- EXERCISE INPUTS

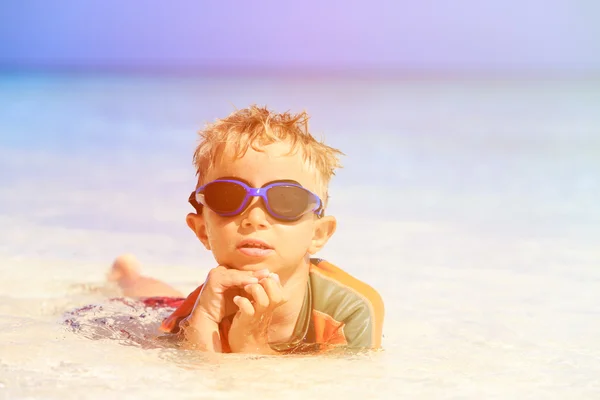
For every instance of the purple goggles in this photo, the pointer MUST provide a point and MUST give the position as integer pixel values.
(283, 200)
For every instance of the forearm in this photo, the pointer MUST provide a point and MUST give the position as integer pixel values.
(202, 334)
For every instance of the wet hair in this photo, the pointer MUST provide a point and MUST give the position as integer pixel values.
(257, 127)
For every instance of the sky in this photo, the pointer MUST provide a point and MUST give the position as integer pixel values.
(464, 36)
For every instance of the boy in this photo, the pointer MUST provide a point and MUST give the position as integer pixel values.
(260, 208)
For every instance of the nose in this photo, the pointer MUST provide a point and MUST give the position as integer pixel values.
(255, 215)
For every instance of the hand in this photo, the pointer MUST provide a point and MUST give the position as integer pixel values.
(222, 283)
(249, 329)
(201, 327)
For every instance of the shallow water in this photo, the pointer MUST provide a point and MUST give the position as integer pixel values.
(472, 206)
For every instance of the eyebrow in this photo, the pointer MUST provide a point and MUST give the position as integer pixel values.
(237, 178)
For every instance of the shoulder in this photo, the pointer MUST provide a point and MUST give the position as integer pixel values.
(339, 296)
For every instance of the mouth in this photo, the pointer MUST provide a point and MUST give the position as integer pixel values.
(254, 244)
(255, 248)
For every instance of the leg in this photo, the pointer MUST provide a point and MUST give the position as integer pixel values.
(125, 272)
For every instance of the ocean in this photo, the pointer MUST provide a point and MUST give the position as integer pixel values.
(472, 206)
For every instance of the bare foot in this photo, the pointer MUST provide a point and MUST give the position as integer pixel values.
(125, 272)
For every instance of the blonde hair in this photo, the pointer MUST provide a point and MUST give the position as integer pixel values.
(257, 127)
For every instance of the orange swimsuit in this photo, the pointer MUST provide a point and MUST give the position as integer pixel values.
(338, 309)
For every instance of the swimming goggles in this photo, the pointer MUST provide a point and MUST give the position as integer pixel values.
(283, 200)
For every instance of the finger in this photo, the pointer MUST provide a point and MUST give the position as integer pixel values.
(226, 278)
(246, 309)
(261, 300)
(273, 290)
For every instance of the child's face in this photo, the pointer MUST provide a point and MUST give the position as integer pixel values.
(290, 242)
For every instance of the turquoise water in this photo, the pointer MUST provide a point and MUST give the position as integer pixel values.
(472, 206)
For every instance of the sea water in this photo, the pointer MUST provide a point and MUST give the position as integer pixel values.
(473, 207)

--

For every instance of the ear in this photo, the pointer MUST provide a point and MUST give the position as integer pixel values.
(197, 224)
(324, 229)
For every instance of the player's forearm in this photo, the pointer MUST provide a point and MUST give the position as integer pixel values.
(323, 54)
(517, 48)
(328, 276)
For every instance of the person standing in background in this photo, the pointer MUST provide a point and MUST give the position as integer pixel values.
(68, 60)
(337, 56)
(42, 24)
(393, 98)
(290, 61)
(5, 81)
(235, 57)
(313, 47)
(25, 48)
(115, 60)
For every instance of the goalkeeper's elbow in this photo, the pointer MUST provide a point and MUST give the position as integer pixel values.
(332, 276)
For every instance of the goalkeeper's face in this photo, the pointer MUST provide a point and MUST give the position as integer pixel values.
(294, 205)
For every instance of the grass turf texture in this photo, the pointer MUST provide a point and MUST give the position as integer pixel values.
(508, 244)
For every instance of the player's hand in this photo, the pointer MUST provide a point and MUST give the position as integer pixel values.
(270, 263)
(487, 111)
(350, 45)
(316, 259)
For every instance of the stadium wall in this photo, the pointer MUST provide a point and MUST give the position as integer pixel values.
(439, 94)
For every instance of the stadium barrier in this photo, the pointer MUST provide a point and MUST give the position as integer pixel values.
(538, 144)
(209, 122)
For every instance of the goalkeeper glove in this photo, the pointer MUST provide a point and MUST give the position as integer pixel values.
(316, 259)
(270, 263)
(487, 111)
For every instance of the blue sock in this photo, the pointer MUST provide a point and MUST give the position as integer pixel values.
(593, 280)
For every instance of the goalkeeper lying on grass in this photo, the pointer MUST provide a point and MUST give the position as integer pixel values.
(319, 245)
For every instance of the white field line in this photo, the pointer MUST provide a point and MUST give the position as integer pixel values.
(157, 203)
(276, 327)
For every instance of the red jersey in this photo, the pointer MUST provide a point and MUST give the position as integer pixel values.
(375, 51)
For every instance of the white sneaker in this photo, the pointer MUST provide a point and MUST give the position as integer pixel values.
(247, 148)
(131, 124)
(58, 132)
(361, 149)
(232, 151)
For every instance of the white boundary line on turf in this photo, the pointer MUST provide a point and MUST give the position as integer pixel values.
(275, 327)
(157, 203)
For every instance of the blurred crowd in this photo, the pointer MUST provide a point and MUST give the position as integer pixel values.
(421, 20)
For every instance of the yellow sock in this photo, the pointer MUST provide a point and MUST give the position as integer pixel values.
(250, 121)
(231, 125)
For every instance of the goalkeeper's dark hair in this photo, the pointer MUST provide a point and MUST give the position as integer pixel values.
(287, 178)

--

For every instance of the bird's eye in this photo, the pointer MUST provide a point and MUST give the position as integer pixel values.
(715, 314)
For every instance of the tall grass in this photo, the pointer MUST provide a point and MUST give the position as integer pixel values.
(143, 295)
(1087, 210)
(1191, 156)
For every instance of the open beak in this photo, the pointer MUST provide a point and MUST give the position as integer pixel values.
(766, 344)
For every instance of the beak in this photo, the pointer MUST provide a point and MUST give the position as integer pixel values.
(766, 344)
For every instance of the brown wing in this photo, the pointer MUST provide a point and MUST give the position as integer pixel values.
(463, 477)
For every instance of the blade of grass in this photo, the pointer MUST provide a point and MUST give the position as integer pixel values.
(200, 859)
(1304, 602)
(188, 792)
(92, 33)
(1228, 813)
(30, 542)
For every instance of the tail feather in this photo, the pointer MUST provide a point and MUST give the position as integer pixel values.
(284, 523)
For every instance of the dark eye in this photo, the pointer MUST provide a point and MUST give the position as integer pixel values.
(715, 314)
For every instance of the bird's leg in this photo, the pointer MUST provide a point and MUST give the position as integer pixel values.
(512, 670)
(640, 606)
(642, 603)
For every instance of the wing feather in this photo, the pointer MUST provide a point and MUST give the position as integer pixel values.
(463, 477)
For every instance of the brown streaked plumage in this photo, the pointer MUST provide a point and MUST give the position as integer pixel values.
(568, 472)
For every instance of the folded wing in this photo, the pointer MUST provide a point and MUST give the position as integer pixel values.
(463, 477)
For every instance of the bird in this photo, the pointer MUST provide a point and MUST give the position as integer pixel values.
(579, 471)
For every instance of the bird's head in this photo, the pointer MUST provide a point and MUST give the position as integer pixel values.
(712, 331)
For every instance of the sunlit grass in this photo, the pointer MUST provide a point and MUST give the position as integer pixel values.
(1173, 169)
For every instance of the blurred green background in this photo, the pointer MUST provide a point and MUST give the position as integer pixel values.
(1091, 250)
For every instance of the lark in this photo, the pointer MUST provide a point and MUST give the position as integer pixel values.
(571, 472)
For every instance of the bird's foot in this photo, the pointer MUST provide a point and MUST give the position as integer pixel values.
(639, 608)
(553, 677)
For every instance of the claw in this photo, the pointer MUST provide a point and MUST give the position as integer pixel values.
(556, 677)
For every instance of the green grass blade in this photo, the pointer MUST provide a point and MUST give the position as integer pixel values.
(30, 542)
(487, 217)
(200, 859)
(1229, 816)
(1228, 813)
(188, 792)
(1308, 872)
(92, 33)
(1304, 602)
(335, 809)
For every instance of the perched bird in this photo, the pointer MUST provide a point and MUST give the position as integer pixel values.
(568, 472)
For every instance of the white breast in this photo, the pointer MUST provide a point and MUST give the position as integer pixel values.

- WRITTEN PROBLEM
List in full every line from the items above that contains the word "foot".

- FINAL RESULT
For every instance of the bare foot in this photo, the pointer MUST provide a point and MUST give the position as integer pixel values.
For every instance of the bird's foot in this photo, the pointer MUST provide a point and MUST give the position as integer pixel values.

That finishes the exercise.